**Textauszug**
AUSTERDALSBREEN
Die Region Sogn og Fjordane (so hieß früher auch die Fylke) verdankt ihre Bekanntheit und ihre Faszination zum einen sicher den Fjorden, aber eben auch den Gletschern, die trotz Schmelze aufgrund des Klimawandels immer noch imposant sind. Der größte Festlandsgletscher Europas, der Jostedalsbreen, misst an seiner dicksten Stelle immer noch gut 500 m und erstreckt sich in der Fläche auf mehr als 400 qm grob zwischen dem Sognefjord und dem Nordfjord. Im Norden folgt Jotunheimen. - Wir biegen bei Hafslo auf den Fv5641 in Richtung Veitastrond ab. Ein Strecke, die man im Winter meiden sollte, so man denn kann. Sie ist besonders lawinengefährdet. Im Sommer eher weniger gefährlich. Steine auf der Fahrbahn sind aber nicht auszuschließen. Der gletschergrüne Veitastrondvatnet begleitet uns gut 20 km und schon der See ist ein "Verführung", wenn man Natur einfach genießen möchte. Schon hier erahnt man die Macht des Eises...
Jostedalsbreen
...am Veitastrondvatnet
Unser Ziel ist allerdings der Tungstølen. Während man in Ostnorwegen häufiger im Falle einer Alm von "Seter" spricht, ist es hier, im Einflussbereich der westnorwegischen Dialekte und des "Nynorsk" der "Stølen". Gemeint ist im Grunde das Gleiche. Die letzten 5 km bis zum Tungestølen können auf einem kostenpflichtigen Mautweg zurückgelegt werden oder eben auch schon zu Fuß. Hier findet sich dann ein Parkplatz, von wo unsere Wanderung in das Austerdalen und dem gleichnamigen Gletscher starten soll.
Überall laufen Haustiere, meist Kühe, umher und die frische Gletscherluft ist köstlich. Eine Einladung zum Genießen und für eine schöne Wanderung, bei der man die Szenerie und die Natur in sich aufnehmen kann... - Tungestølen ist eigentlich über 100 Jahre alt, doch im Jahre 2011 vernichtete ein Orkan das alte Hauptgebäude ganz oben auf der Bergkuppe. Heute findest sich dort ein modernes Gebäude, gerade auch in seiner gar nicht so typischen Architektur.
Tungestølen (alt)
Vom Parkplatz ausgehend überqueren wir die einzige Brücke über den Austerdalselvi. Dort beginnt, gut erkennbar, der Pfad über eine kleine Anhöhe hinüber in das eigentliche Tal, welches uns unmißverständlich zum Gletscher führen wird. Dominant dabei der teils reißende Fluss, der von den vielen Rinnsalen und Bächen als Ausfluss der Gletscherzungen gefüllt wird.
Der Weg bleibt unser Ziel. Natürlich ist die Neugierde sehr groß, was uns am Austerdalsbreen erwartet, aber schon der Weg durch das ehemalige Gletschertal mit den vielen unübersehbaren Spuren ist ein tolles Erlebnis. Der wilde gletschergrüne Fluss begleitet uns vor allem auch in Bezug auf seine Geräuschkulisse, die das ganze Tal aufüllt.

**Arbeitsauftrag 1**
Gib aus den Einträgen den Abschnitt unverändert wieder, der mit der Zeile beginnt, die „the shrimp rostrum“ enthält, und mit der Zeile endet, die „point(533, 834)“ enthält, wobei beide Zeilen dazugehören und die Bilder weggelassen werden.

**Einträge aus einer Sammlung**

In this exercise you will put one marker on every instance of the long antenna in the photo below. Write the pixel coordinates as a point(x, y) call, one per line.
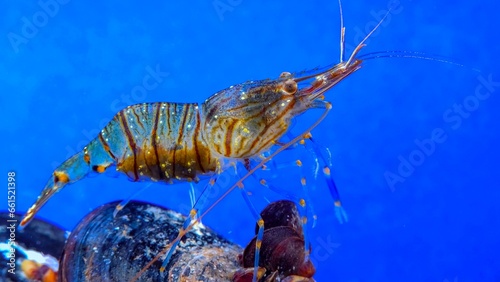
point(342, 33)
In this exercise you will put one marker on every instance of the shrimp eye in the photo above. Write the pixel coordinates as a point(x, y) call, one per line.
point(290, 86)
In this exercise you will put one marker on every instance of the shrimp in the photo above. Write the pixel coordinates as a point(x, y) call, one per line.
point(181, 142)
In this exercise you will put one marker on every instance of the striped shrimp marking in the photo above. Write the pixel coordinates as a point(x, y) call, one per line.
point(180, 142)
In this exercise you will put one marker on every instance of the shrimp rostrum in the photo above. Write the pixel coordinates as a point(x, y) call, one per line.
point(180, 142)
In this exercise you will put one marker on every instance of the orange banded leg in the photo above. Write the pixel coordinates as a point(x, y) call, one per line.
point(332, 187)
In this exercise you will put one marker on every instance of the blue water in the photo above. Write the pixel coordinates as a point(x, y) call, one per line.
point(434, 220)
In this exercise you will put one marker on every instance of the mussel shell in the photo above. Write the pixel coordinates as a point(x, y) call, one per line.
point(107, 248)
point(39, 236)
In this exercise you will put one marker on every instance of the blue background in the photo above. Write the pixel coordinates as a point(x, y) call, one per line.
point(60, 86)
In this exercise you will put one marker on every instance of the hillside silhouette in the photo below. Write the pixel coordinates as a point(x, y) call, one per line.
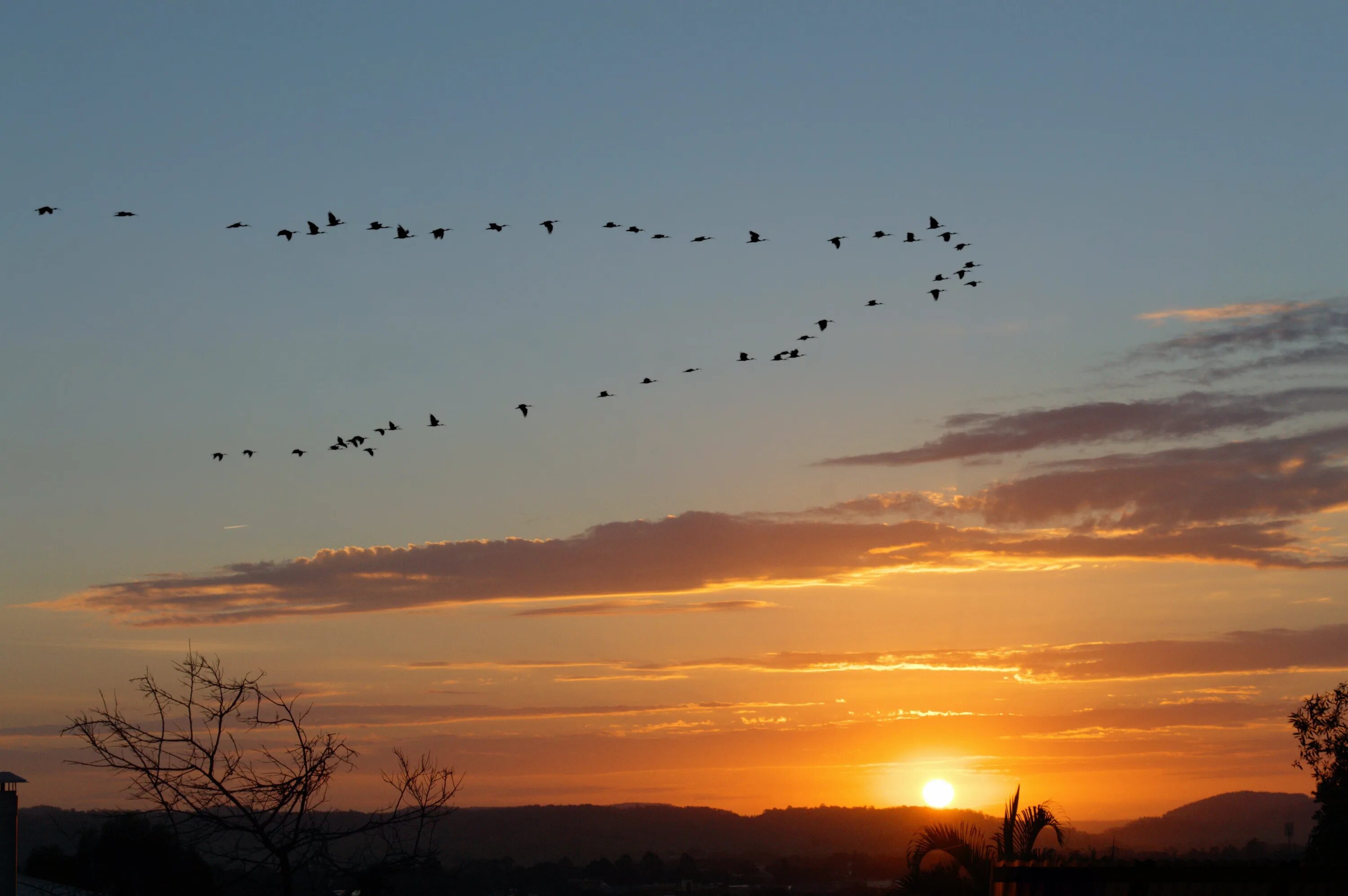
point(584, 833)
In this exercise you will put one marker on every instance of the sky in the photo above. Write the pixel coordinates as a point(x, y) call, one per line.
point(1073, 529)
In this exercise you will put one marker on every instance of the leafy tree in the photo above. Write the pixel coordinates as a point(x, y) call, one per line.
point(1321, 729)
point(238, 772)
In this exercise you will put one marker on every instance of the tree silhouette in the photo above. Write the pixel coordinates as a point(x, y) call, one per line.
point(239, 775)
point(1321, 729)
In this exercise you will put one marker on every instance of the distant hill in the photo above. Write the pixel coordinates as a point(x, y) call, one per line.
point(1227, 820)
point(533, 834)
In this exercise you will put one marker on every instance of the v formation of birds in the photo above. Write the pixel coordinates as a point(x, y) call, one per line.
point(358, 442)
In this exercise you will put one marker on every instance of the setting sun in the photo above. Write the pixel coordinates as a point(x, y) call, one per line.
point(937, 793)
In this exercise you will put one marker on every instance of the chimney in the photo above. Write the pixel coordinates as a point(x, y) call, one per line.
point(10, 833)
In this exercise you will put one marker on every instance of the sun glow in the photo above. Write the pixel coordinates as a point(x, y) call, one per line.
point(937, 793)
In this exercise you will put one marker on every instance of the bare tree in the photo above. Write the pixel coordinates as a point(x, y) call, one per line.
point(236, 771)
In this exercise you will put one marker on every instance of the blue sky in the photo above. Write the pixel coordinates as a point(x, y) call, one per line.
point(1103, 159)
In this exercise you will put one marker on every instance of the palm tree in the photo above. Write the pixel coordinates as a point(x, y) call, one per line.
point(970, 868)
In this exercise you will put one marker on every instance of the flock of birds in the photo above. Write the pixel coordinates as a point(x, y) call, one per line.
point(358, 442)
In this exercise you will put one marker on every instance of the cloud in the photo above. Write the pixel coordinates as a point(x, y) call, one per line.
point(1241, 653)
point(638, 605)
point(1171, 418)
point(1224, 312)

---

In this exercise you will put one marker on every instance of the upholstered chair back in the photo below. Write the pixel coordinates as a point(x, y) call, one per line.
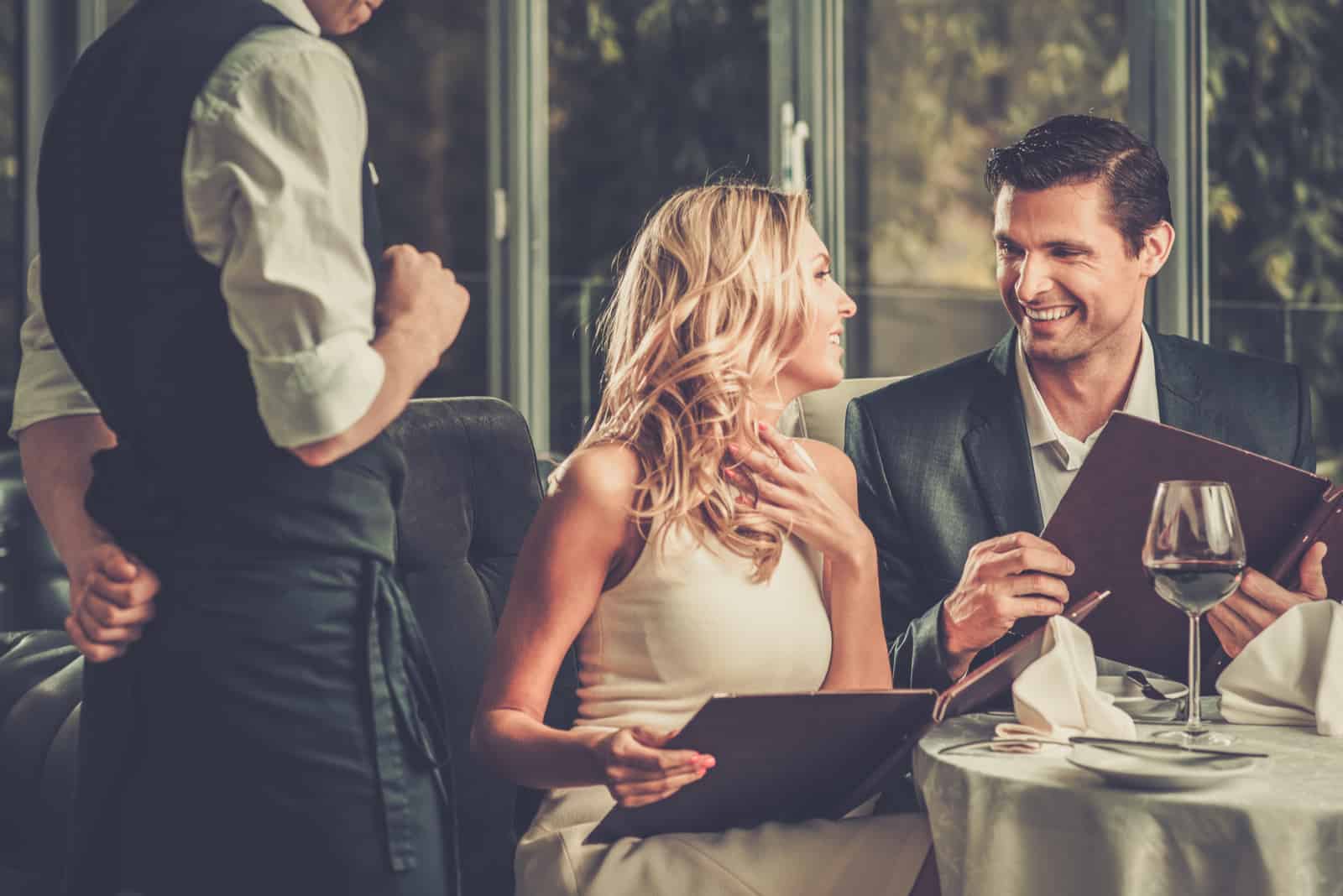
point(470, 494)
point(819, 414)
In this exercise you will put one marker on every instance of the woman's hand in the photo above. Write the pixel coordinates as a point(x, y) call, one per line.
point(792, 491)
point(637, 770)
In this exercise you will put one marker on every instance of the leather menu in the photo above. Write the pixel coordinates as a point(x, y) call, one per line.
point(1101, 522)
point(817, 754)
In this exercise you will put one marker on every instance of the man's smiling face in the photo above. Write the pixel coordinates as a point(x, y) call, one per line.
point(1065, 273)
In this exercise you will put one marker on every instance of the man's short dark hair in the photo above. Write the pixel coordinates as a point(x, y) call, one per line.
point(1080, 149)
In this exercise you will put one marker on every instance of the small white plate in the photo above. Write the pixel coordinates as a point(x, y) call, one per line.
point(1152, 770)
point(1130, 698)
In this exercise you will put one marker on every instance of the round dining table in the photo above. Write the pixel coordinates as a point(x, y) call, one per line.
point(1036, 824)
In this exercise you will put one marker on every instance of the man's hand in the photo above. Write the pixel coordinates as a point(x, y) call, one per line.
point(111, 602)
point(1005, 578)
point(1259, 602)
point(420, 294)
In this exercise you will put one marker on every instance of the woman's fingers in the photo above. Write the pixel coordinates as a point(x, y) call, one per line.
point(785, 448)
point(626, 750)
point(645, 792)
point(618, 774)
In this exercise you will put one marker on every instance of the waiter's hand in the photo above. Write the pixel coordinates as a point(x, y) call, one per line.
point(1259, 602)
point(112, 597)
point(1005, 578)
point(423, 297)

...

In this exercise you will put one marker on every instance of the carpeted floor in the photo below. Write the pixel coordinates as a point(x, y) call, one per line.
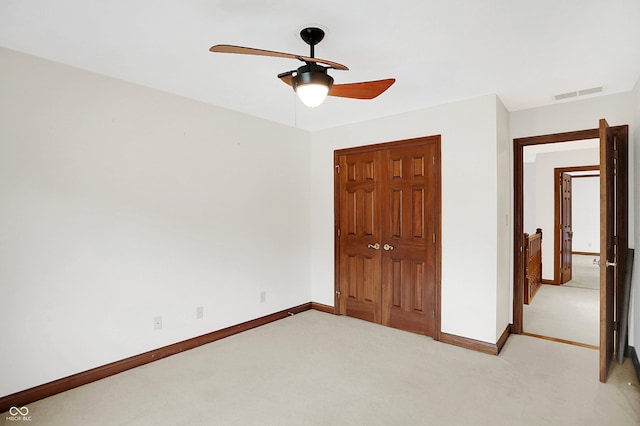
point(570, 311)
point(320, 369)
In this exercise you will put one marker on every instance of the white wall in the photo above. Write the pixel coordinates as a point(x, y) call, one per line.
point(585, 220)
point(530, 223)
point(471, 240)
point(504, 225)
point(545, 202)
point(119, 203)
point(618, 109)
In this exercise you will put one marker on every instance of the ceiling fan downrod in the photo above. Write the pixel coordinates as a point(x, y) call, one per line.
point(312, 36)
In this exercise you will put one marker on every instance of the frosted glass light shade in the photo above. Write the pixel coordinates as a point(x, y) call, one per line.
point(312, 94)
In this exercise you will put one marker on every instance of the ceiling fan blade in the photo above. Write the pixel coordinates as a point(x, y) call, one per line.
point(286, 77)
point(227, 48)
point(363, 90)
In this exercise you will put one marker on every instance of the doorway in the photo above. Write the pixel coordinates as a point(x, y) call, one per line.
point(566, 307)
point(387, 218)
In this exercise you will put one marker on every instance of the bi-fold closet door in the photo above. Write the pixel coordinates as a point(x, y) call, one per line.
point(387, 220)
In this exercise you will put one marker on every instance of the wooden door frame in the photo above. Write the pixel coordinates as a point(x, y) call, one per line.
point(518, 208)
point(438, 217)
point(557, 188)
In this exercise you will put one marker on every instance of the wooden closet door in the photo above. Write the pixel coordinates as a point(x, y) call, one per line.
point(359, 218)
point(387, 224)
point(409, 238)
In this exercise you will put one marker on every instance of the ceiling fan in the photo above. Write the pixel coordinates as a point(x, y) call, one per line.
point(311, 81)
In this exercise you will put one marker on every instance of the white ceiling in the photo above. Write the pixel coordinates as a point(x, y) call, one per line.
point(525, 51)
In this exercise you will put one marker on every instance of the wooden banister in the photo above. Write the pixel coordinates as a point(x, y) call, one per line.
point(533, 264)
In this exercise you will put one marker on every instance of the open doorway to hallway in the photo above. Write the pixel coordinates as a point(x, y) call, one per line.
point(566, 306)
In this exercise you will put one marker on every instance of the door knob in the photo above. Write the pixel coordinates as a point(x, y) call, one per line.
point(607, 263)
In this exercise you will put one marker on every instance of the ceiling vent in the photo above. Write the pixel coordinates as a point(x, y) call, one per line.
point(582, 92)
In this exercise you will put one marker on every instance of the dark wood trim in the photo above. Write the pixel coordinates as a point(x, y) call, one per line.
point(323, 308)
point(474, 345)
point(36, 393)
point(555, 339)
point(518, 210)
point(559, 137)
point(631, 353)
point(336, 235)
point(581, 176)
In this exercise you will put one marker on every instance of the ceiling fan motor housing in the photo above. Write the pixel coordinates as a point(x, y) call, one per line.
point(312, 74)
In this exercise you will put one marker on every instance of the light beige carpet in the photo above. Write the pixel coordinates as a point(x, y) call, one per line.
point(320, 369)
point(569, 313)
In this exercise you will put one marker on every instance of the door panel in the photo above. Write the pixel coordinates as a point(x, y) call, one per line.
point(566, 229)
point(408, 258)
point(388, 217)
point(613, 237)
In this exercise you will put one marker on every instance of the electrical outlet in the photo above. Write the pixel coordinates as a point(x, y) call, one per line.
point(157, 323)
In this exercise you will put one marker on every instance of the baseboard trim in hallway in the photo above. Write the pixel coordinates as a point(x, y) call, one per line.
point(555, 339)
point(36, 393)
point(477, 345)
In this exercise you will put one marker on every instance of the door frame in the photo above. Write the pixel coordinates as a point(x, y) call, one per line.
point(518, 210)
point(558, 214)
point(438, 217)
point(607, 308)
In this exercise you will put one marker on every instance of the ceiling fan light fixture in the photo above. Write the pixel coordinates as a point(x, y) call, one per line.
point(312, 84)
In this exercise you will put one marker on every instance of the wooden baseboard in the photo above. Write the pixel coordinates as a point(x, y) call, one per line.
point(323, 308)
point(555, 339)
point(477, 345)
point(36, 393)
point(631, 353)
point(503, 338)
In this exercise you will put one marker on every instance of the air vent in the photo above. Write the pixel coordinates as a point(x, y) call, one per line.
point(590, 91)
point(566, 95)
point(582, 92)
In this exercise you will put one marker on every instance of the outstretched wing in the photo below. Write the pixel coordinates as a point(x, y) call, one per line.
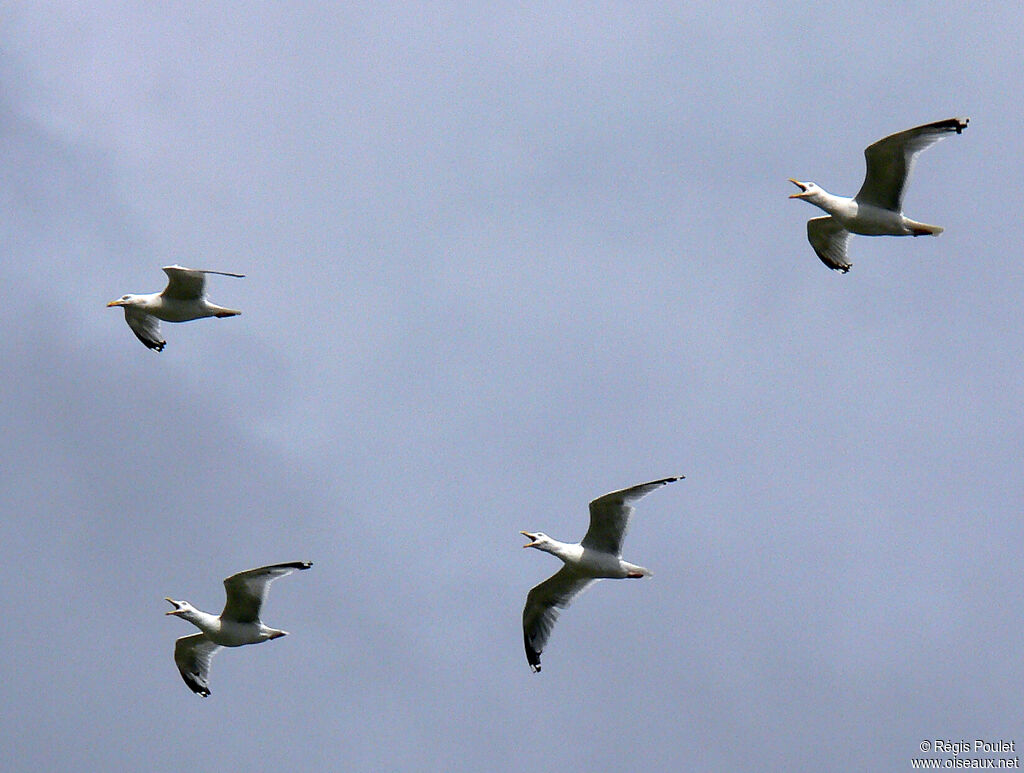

**Arbeitsauftrag 2**
Schreibe den Teil des Textes über den Austerdalsbreen, der mit den Worten „Tungestølen (alt)“ beginnt und mit „Gletscherzungen gefüllt wird.“ endet, noch einmal ab und tausche dabei „Pfad“ gegen „Steig“ aus.

**Erwartete Ausgabe 1**
In this exercise you will put one marker on every instance of the shrimp rostrum in the photo above. Write the pixel coordinates as a point(x, y) call, one per line.
point(180, 142)
In this exercise you will put one marker on every instance of the orange banded leg in the photo above. Write the pixel coordinates as a point(x, y) call, one per line.
point(332, 187)
In this exercise you will put one marker on every instance of the blue water in the photo above. Write the pixel coordinates as a point(x, y) call, one per line.
point(434, 220)
In this exercise you will put one marker on every instance of the mussel shell in the photo above. Write the pixel coordinates as a point(x, y) call, one per line.
point(107, 248)
point(39, 236)
In this exercise you will put one marker on every instance of the blue background in the photo above. Write the pixel coordinates as a point(x, y) call, one per line.
point(60, 86)
In this exercise you will put one marker on every instance of the hillside silhouette in the photo below. Write the pixel coordinates as a point(x, y) call, one per line.
point(584, 833)
In this exercise you will put one marker on every instance of the sky in the photo above. Write the pixel coordinates as a point(x, y) call, one per line.
point(1073, 529)
In this exercise you will put one marker on every instance of the leafy tree in the photo above. Write the pixel coordinates as a point(x, y) call, one per line.
point(1321, 729)
point(238, 772)
In this exercise you will put one marker on every instance of the tree silhouette in the photo above. Write the pixel coordinates as a point(x, y) call, one per line.
point(239, 775)
point(1321, 729)
In this exercise you will put one marker on every instance of the distant hill in the photo above. Write the pixel coordinates as a point(x, y) call, one per line.
point(1227, 820)
point(533, 834)

**Erwartete Ausgabe 2**
Tungestølen (alt)
Vom Parkplatz ausgehend überqueren wir die einzige Brücke über den Austerdalselvi. Dort beginnt, gut erkennbar, der Steig über eine kleine Anhöhe hinüber in das eigentliche Tal, welches uns unmißverständlich zum Gletscher führen wird. Dominant dabei der teils reißende Fluss, der von den vielen Rinnsalen und Bächen als Ausfluss der Gletscherzungen gefüllt wird.